Problem: Look through the material below and copy exactly the lines from the line with "Query: red accent chair" to the line with "framed picture, each", those two lines included.

Information supplied:
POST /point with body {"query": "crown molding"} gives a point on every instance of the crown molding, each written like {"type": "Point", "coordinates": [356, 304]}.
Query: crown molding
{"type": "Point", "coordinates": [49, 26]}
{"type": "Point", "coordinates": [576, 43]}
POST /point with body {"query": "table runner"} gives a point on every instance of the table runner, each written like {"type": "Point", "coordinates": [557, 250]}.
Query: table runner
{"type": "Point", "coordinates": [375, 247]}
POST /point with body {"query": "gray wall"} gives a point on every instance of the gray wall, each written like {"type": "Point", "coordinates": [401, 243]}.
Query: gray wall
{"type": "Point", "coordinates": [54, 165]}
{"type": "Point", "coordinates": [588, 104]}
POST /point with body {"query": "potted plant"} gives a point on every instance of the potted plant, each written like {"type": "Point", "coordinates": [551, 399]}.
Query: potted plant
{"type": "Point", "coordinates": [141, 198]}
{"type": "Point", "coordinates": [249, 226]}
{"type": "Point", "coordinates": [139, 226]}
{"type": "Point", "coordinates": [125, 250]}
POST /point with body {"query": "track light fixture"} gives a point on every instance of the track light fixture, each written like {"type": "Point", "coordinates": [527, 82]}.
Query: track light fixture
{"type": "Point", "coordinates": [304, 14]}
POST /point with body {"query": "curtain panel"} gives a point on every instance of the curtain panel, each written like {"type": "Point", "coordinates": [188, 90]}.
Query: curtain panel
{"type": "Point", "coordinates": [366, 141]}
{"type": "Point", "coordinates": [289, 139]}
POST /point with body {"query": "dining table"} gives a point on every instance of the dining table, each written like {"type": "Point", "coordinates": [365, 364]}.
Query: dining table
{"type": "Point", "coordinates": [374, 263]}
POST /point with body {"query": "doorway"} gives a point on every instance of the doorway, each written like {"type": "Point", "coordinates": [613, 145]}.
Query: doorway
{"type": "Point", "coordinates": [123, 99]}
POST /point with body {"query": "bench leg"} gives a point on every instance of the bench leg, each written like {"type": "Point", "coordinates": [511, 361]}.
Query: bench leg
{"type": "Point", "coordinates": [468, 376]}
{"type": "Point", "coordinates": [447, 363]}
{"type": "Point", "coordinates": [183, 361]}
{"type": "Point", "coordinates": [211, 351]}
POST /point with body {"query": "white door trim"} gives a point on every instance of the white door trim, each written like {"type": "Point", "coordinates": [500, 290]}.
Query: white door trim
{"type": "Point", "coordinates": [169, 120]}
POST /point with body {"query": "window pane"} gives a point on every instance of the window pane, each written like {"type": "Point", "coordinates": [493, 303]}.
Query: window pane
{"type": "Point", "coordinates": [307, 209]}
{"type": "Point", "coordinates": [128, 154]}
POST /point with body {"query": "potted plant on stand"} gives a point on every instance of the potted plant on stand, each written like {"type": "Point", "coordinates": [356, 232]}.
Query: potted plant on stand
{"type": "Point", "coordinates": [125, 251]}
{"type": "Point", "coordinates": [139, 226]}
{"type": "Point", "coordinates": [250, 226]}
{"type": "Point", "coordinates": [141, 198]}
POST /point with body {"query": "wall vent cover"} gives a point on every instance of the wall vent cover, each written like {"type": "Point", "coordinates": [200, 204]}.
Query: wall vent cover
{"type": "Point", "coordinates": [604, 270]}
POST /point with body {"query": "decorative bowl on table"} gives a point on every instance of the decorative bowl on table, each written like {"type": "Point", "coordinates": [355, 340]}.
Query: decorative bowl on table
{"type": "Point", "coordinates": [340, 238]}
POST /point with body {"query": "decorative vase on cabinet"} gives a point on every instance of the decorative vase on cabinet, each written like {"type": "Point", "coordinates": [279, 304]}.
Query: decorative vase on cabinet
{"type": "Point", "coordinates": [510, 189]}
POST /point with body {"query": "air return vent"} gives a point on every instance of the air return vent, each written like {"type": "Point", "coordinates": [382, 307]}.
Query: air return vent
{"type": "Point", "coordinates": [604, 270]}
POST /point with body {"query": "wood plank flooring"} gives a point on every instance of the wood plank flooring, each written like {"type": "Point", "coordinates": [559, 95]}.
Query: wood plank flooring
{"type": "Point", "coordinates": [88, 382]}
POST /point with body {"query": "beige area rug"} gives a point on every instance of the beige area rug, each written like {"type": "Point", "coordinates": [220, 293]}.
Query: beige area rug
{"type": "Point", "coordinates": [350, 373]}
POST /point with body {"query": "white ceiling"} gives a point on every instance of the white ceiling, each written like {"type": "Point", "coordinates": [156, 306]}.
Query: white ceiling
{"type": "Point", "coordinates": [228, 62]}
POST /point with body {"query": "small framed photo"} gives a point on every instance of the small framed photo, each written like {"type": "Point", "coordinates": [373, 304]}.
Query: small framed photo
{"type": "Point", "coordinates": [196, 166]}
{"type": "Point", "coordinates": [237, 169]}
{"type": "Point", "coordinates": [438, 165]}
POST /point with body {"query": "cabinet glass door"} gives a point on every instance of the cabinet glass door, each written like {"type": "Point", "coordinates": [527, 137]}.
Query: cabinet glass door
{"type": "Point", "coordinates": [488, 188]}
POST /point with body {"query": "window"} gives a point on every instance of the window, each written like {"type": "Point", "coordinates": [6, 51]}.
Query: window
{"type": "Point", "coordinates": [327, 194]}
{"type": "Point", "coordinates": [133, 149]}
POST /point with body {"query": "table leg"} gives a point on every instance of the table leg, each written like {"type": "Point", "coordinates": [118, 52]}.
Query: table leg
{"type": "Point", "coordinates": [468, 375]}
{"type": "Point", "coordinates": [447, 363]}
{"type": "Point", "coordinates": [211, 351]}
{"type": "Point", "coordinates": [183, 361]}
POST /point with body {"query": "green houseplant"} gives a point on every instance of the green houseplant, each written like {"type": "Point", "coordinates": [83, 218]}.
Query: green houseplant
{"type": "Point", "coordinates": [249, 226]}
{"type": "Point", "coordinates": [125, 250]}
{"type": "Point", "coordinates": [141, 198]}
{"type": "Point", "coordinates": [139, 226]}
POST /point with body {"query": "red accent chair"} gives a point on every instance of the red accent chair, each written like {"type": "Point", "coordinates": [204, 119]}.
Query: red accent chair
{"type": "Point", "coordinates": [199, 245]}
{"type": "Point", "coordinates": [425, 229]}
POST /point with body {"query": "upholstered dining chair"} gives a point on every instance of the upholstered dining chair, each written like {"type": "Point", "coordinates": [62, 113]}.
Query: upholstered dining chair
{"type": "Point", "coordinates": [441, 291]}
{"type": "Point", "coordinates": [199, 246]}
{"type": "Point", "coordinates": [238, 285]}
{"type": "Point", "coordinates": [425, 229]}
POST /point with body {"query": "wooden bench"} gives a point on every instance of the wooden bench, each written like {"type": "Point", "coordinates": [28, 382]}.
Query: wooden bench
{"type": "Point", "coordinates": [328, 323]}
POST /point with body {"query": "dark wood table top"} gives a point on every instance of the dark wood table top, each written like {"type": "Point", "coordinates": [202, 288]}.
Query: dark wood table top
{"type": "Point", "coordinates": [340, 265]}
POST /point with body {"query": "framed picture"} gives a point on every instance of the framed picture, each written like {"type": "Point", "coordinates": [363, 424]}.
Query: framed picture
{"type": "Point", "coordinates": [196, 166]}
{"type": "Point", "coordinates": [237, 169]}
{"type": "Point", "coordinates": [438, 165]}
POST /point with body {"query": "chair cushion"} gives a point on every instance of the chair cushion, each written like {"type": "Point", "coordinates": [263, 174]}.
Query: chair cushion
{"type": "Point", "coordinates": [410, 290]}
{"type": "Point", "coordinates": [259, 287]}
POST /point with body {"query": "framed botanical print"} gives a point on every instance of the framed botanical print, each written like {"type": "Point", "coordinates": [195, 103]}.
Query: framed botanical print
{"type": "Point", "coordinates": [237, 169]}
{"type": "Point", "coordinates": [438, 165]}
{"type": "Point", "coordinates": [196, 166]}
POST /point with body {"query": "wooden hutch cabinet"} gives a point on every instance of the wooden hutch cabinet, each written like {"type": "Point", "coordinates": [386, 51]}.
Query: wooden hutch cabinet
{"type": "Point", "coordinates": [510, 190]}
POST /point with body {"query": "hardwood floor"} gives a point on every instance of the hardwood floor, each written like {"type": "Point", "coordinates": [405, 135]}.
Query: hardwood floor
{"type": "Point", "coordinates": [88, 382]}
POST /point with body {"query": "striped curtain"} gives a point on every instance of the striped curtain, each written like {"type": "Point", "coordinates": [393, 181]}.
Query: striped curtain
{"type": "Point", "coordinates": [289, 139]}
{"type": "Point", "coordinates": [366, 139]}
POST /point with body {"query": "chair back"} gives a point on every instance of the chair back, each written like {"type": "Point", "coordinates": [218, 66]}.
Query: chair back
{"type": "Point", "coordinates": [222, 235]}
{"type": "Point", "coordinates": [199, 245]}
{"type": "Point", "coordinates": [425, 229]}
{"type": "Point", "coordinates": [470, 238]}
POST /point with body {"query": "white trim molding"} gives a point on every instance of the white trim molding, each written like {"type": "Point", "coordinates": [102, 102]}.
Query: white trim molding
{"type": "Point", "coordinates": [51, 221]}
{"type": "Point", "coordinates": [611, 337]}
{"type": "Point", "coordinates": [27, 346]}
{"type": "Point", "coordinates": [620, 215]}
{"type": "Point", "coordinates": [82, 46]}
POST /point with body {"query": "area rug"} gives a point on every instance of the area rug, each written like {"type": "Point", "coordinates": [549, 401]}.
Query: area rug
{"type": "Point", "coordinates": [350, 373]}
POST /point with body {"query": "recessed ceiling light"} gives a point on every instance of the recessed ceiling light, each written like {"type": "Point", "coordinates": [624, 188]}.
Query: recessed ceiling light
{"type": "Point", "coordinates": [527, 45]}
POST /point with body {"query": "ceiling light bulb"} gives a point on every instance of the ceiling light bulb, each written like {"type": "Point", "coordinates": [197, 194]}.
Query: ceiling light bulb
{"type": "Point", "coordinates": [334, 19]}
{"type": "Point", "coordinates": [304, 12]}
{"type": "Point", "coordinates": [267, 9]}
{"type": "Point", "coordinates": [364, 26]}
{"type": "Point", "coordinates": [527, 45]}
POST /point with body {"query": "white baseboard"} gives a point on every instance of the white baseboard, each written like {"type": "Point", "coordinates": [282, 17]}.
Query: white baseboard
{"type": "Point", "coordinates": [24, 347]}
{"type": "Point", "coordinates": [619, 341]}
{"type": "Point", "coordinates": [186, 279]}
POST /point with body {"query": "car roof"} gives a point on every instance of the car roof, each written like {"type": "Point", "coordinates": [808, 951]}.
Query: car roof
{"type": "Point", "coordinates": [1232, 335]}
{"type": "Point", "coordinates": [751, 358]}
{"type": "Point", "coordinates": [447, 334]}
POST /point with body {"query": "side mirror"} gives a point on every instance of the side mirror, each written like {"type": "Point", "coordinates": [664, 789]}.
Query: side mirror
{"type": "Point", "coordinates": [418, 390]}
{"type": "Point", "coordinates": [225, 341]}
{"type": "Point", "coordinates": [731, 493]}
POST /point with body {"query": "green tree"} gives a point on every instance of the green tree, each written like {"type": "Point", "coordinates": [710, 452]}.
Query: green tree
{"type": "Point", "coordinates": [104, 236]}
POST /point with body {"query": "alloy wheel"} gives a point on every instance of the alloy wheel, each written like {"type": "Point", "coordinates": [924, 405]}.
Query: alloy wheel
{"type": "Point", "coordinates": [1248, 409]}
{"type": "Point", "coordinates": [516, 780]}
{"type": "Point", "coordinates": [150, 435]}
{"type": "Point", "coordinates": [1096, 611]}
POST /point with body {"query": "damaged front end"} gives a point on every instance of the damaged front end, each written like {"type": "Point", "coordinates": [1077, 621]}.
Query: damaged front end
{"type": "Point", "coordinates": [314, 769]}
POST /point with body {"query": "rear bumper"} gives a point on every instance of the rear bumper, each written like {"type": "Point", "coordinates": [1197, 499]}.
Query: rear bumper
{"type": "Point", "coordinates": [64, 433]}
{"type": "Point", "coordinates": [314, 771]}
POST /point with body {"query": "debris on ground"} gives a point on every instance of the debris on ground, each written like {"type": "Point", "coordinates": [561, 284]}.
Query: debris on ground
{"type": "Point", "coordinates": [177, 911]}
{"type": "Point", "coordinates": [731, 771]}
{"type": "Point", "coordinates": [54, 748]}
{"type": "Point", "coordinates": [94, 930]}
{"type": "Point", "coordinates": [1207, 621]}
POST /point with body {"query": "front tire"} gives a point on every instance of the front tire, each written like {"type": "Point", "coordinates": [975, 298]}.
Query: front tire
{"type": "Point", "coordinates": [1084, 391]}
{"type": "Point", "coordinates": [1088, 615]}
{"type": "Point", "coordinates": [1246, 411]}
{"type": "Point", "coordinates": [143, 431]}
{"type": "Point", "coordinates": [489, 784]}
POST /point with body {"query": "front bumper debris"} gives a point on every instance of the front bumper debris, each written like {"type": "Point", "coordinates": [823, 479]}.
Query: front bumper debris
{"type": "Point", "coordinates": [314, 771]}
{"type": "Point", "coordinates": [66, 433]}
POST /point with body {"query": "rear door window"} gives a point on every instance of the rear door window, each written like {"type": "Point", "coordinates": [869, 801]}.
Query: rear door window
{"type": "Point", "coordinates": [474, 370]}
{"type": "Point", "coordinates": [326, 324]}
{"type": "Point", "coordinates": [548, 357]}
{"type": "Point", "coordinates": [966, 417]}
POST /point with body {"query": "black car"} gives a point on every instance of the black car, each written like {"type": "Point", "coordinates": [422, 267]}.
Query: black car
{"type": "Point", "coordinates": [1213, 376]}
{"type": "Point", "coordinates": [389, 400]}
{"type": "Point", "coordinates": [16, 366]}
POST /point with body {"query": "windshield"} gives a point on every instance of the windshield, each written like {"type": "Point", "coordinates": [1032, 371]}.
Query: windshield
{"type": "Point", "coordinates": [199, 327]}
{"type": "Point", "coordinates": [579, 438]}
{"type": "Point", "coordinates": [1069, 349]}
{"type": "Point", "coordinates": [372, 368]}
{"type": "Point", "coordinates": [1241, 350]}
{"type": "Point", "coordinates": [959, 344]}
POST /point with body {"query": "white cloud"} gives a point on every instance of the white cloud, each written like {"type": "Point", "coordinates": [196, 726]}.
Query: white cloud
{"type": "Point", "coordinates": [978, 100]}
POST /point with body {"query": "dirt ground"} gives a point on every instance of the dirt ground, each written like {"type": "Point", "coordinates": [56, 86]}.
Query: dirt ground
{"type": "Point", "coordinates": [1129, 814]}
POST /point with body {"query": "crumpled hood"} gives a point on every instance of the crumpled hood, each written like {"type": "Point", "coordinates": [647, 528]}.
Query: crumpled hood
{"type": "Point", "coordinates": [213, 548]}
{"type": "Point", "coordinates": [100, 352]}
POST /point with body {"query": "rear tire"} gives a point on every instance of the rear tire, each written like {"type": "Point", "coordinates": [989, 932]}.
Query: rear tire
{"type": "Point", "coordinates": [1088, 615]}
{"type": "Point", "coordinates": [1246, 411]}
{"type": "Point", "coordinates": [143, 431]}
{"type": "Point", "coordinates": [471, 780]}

Response area:
Query: red accent chair
{"type": "Point", "coordinates": [199, 245]}
{"type": "Point", "coordinates": [425, 229]}
POST /point with body {"query": "upholstered dining chair"} gives a point on every instance of the upholstered dining chair, each written like {"type": "Point", "coordinates": [62, 113]}.
Query: upholstered dining chair
{"type": "Point", "coordinates": [441, 291]}
{"type": "Point", "coordinates": [199, 246]}
{"type": "Point", "coordinates": [238, 285]}
{"type": "Point", "coordinates": [425, 229]}
POST /point with body {"query": "wooden bench"} gives a point on every instance of the wooden bench, each written like {"type": "Point", "coordinates": [28, 382]}.
Query: wooden bench
{"type": "Point", "coordinates": [328, 323]}
POST /point with body {"query": "dark wood table top"} gives a point on every instance of the dark wood table top, each written like {"type": "Point", "coordinates": [202, 288]}.
Query: dark wood table top
{"type": "Point", "coordinates": [340, 265]}
POST /point with body {"query": "framed picture"} gives a point on every instance of the framed picture, each written like {"type": "Point", "coordinates": [363, 424]}.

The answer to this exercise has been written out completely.